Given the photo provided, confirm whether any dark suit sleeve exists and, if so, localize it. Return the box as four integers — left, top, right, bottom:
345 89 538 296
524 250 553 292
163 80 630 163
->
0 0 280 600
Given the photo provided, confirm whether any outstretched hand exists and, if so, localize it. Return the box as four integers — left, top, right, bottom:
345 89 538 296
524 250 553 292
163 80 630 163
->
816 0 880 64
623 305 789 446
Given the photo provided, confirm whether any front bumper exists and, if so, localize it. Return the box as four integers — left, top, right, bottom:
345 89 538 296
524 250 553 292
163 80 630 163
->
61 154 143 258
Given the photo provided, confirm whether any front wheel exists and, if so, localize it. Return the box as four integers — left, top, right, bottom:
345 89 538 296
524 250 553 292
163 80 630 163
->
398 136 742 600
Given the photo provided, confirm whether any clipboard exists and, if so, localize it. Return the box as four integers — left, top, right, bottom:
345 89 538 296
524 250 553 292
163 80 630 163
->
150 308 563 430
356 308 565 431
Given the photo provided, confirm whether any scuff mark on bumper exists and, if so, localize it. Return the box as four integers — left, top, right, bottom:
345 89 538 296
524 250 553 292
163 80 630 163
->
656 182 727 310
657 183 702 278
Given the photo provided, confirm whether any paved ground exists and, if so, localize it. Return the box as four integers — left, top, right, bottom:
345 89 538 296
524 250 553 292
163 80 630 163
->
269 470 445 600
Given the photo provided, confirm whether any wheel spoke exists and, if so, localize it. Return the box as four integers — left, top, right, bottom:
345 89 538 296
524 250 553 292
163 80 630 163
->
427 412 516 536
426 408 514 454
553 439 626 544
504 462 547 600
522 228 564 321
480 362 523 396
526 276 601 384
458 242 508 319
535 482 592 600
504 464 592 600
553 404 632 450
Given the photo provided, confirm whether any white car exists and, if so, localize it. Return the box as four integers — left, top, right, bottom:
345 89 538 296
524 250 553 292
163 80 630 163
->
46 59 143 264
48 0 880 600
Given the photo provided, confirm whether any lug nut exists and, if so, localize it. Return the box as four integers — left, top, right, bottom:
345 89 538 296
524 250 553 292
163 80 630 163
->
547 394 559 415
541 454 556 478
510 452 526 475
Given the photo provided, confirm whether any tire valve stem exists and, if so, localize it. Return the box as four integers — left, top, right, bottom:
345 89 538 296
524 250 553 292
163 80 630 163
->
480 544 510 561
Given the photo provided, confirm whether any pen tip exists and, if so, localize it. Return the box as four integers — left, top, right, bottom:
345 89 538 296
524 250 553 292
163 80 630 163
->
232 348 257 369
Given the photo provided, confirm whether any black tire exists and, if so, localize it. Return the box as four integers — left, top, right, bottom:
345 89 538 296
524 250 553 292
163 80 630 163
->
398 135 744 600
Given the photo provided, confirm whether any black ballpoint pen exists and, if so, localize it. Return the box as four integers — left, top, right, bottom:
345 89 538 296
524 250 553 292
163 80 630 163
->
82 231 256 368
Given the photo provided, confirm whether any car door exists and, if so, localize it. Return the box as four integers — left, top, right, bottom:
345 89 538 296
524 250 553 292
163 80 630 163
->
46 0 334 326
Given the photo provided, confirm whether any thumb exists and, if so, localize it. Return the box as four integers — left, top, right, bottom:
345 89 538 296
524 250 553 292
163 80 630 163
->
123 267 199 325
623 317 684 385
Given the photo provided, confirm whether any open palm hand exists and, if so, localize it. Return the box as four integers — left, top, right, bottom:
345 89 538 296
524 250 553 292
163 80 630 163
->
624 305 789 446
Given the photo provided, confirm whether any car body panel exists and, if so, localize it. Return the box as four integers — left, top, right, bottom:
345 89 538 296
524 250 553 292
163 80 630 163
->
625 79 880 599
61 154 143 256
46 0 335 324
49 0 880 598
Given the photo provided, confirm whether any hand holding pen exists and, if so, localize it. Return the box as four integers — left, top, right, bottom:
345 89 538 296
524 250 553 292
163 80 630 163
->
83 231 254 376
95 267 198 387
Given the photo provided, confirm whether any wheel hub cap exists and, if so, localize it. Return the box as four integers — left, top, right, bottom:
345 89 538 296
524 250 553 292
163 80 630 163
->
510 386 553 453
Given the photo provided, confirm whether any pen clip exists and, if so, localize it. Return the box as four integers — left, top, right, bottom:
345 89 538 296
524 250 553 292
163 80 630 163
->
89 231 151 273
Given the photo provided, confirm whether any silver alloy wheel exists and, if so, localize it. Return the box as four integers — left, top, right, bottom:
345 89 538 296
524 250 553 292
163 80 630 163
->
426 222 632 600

= = = =

### Exercise task
In the records, take the part that opens with the line containing "Given the photo provided, confirm whether any front bumper" and closes with the line containing "480 544 510 561", and write those lines out again with "localize" swapped for "locate" and everything else unchanged.

### Answer to this problem
Given the photo provided, confirm whether any front bumper exists and, if so, locate it. Return the box as four integers — left, top, right, bottom:
345 89 538 296
524 250 553 292
163 80 630 163
->
61 154 143 258
Given the photo provided, confirm whether any front wheel exists and, if so, locate it. Return the box as four integers — left, top, right, bottom:
345 89 538 296
524 250 553 292
163 80 630 163
->
398 136 742 600
Given the photo provided, confirm whether any clipboard exists and, if so, locate it. Return the box as four integers — left, top, right, bottom:
345 89 538 296
524 250 553 292
163 80 630 163
->
150 308 563 430
356 308 565 431
Given the photo provided, confirm whether any scuff mark on bumper exists and, if so, locate it. Return the box as four integers — left, top, right, bottom:
345 89 538 296
524 250 553 292
163 80 630 163
->
656 182 727 310
657 183 702 278
Given the photo provided, confirm whether any paved ground exists and, if so, locate it. Return the box as four integers — left, top, right, bottom:
345 89 538 296
524 250 553 292
163 80 630 163
->
269 470 445 600
Given the photo provided, confirm whether any wheel spoke exists and, if so, locate it. Return the box as four integers — left, top, right, bottom:
345 89 538 296
524 250 553 292
163 80 630 163
->
427 412 516 536
426 408 514 454
553 439 626 544
504 462 547 600
522 228 564 321
480 362 523 396
526 276 601 384
458 242 508 319
535 482 592 600
504 464 592 600
553 404 632 450
Given the photo provided, confirm whether any white car exists and, if so, locate it. Return the box as four integers — left, top, right, bottom:
345 89 538 296
524 250 553 292
163 80 630 163
->
46 59 143 264
48 0 880 600
Given the photo provided, confirm whether any lug nut exists and, if so, locate it. Return the box as four integers — left, top, right, bottom:
345 89 538 296
524 250 553 292
163 80 630 163
->
547 394 559 415
541 454 556 478
510 452 526 475
Given the photo provided, confirm whether any tire valve stem exists and, if so, locate it. Return the box as four integers — left, top, right, bottom:
345 89 538 296
524 250 553 292
163 80 630 163
->
480 544 510 561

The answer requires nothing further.